(Dataset excerpt)
* * * * * * *

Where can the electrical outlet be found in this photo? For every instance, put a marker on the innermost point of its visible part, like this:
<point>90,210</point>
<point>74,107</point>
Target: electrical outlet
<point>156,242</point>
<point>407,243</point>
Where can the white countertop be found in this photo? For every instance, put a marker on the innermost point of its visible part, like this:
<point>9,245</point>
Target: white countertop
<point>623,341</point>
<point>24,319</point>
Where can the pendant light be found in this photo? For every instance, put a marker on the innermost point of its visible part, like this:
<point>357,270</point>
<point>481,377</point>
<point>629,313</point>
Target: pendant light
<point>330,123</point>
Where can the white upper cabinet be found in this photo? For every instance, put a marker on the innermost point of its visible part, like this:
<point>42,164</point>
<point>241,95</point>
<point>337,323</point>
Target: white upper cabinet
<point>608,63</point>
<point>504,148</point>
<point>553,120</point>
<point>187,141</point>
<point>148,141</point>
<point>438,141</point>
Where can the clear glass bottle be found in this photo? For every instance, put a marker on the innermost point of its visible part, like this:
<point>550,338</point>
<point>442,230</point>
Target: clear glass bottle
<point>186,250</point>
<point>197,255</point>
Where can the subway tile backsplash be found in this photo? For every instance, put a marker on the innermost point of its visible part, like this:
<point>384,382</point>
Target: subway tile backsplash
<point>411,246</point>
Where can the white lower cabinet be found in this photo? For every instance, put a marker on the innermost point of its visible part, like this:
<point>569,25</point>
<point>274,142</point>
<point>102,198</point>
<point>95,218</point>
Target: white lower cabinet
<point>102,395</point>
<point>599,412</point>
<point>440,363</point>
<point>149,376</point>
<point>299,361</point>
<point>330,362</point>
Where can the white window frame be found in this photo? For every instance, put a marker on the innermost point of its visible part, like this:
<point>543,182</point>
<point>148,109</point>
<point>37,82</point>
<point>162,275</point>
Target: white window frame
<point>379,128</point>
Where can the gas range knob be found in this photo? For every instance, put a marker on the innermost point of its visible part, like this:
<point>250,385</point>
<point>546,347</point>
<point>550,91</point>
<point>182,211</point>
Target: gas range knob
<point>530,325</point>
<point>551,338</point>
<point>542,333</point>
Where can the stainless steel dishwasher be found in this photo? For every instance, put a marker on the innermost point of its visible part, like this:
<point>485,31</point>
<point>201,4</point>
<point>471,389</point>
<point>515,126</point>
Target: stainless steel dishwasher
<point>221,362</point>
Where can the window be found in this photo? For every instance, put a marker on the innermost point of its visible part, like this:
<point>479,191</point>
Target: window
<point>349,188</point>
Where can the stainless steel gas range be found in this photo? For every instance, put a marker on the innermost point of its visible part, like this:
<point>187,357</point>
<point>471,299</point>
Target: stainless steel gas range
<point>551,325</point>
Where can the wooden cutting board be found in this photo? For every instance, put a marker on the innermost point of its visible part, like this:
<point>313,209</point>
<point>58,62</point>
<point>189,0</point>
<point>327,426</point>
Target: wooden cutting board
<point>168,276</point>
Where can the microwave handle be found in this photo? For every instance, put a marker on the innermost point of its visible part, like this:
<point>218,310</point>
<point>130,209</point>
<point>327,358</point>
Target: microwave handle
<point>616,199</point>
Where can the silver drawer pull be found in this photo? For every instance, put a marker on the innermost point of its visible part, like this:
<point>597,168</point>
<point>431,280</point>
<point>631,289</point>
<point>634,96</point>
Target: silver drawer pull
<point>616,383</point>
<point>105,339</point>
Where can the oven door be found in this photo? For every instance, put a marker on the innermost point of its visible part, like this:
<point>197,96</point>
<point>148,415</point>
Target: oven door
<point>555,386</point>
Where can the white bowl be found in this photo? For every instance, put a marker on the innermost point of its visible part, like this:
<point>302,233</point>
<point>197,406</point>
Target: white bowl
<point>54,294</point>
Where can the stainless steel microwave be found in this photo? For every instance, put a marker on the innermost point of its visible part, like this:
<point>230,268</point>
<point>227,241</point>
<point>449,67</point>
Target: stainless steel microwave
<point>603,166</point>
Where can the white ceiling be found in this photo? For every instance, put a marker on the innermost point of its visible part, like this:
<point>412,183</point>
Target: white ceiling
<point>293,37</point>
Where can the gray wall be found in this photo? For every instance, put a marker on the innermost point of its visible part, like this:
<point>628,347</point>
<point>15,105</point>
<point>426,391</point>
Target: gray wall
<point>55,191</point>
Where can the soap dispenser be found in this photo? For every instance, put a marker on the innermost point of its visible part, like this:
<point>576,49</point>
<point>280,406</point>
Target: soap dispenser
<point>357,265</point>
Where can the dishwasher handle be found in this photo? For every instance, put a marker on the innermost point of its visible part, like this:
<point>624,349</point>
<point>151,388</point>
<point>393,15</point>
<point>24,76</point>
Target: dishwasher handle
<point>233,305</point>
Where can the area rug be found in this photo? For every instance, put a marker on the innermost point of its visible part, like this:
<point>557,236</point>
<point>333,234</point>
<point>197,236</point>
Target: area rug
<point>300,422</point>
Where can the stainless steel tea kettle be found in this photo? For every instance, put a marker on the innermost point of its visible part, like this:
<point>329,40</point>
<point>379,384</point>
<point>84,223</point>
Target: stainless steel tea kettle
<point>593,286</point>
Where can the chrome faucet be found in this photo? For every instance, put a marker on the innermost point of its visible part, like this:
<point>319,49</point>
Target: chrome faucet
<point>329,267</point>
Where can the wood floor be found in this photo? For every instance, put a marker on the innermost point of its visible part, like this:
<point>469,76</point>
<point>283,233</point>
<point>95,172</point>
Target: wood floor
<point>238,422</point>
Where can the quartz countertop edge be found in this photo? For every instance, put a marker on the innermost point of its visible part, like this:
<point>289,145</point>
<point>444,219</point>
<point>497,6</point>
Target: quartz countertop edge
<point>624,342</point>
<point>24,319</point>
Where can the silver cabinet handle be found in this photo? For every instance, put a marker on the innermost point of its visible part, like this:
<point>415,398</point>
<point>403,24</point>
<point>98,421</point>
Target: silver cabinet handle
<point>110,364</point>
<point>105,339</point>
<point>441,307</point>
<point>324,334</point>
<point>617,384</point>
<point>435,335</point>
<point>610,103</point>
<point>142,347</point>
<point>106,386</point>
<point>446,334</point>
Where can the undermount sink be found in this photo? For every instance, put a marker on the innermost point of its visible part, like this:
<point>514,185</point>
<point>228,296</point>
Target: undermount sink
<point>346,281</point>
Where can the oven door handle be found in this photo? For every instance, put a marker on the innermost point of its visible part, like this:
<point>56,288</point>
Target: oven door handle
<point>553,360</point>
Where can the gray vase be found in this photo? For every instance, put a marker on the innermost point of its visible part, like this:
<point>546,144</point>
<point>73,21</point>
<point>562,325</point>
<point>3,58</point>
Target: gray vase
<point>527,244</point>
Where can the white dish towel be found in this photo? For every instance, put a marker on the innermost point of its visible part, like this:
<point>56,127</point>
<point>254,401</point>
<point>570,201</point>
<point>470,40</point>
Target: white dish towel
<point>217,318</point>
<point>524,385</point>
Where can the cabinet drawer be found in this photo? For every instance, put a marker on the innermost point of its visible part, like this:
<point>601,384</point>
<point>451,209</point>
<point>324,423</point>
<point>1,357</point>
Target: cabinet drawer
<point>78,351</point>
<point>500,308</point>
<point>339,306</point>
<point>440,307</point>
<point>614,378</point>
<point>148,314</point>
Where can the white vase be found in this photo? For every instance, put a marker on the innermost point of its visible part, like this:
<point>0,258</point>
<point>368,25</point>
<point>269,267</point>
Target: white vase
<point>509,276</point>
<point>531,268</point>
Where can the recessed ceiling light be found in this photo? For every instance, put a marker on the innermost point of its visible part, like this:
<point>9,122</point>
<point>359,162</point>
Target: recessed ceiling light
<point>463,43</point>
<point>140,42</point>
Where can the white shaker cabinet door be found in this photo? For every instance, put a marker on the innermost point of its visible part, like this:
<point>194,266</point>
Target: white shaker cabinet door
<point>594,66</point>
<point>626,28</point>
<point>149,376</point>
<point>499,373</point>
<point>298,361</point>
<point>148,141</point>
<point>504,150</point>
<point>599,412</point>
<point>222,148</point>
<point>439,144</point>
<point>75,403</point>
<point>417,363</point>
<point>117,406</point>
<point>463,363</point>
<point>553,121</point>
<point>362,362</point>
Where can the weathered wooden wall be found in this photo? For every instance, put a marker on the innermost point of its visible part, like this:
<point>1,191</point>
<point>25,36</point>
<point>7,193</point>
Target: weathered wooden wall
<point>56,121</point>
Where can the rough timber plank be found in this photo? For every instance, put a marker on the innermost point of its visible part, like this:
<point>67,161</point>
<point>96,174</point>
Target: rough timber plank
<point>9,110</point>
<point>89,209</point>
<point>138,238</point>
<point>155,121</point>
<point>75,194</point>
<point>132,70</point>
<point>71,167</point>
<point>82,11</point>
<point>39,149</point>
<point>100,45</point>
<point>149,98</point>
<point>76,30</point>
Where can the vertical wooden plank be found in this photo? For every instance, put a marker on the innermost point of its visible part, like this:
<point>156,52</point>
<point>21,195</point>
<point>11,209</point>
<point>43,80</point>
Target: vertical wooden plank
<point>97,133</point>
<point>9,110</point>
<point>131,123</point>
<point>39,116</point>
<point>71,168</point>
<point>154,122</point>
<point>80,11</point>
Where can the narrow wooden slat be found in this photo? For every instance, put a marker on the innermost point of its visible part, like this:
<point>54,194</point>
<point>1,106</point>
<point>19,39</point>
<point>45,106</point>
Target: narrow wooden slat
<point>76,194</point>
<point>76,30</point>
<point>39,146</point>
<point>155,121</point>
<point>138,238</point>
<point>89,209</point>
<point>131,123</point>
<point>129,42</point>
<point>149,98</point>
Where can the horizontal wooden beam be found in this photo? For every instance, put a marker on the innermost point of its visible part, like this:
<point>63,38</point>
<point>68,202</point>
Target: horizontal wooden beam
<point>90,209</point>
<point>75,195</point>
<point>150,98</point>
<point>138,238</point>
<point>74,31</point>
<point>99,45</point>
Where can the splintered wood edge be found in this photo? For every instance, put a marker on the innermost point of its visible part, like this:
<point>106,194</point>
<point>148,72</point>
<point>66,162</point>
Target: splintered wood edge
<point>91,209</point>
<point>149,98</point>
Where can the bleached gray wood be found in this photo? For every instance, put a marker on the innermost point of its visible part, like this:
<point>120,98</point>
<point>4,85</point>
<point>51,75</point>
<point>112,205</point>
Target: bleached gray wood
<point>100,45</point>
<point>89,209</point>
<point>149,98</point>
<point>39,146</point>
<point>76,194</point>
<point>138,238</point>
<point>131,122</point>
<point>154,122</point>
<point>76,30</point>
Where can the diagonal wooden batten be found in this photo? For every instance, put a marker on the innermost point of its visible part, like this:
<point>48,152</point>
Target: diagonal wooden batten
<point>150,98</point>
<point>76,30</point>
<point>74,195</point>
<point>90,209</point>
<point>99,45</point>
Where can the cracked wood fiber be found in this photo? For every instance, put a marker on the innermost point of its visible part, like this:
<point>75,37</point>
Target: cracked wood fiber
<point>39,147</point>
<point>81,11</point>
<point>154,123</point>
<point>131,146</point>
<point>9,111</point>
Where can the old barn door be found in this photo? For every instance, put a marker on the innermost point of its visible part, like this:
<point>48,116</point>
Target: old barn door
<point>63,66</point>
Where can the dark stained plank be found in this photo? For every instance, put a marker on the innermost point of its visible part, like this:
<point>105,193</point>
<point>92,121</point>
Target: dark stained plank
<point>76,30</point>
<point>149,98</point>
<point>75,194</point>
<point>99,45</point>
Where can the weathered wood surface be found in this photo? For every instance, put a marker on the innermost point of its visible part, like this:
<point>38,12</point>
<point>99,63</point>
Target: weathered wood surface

* * * * * * *

▶ **Short exercise**:
Return the lines of the material from the line with "Where can the dishwasher" up to and including the line with "<point>233,305</point>", copied exactly and with nothing else.

▶ **Complete answer**:
Where can the dishwasher handle be found in this photo? For every instance, put a marker on the innermost point of its visible part, like this:
<point>624,349</point>
<point>151,388</point>
<point>393,15</point>
<point>24,76</point>
Target: dishwasher handle
<point>233,305</point>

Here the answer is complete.